# start of TASK INPUT

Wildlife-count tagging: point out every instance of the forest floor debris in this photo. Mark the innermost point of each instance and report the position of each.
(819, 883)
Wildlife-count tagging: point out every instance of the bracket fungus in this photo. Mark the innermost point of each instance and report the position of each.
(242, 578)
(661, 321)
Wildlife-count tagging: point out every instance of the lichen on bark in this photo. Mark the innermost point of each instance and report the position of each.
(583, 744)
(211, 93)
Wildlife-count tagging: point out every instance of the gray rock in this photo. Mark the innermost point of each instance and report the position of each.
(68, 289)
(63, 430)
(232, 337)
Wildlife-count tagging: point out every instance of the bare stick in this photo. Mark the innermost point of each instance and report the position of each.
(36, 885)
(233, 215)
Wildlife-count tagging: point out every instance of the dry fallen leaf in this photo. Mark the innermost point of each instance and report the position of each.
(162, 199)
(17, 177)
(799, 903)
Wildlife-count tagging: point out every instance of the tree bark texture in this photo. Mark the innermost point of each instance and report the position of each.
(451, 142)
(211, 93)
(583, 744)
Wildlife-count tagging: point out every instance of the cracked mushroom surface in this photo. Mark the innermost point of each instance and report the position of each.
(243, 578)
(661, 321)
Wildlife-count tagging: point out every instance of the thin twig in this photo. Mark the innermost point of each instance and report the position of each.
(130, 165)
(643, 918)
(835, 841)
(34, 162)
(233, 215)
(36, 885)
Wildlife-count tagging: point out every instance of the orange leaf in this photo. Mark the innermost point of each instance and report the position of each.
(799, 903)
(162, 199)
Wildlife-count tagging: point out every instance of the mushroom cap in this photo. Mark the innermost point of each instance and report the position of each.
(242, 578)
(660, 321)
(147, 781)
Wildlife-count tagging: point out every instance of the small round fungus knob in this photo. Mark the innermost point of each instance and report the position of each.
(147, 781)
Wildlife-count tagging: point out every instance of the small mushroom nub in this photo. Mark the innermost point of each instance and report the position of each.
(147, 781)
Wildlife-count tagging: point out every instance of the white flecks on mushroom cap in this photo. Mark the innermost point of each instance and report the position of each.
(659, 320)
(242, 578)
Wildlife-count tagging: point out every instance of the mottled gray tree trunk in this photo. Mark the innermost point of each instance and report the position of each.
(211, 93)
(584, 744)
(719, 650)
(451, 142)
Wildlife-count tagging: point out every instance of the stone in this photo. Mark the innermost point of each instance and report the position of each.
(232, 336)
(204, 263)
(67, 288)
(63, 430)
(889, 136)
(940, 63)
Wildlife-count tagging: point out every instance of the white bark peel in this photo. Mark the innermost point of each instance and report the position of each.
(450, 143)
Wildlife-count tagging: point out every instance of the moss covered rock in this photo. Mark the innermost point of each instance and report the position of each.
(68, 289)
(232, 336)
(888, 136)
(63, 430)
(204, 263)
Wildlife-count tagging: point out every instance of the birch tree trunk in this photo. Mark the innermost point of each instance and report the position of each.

# end of TASK INPUT

▶ _WHAT IS EXPECTED_
Update everything from the line containing "the small mushroom" down to the end of the listing by replacing "innermost point" with "central point" and changing nothing else. Give only those lines.

▶ _SOLUTION FOR THIS EXERCISE_
Wildlife-count tagging: point out every instance of the small mushroom nub in this photo. Mark the central point of each instance and report the position of each.
(147, 781)
Wildlife-count tagging: point out every instance of the white flecks on mushroom cap in this photo. Mark the central point of each instance and report the position of each.
(659, 320)
(242, 578)
Wildlife-count tagging: point out every instance of the mottled gray tree trunk in this photo. Mark the central point of each instance and report the position of each.
(211, 93)
(584, 744)
(719, 650)
(451, 142)
Wildlife-count tagging: point out every instance of the stone in this photo. Mark the central point of each instance and report the position of each.
(232, 336)
(204, 263)
(67, 288)
(63, 430)
(889, 136)
(940, 63)
Wildlife-count tagging: point out every instance of the white bark peel in this photo. Mark the central point of each instance and report the position of each.
(450, 143)
Wildlife-count tagging: point out every instance of the moss covered rock in this photo. Mark the central point of each instance and report the position of each.
(68, 289)
(232, 336)
(888, 136)
(63, 430)
(204, 263)
Wildlife-count tagging: point out every instance of the birch tree trunk in this photo. Mark the central point of each instance and report the position of each.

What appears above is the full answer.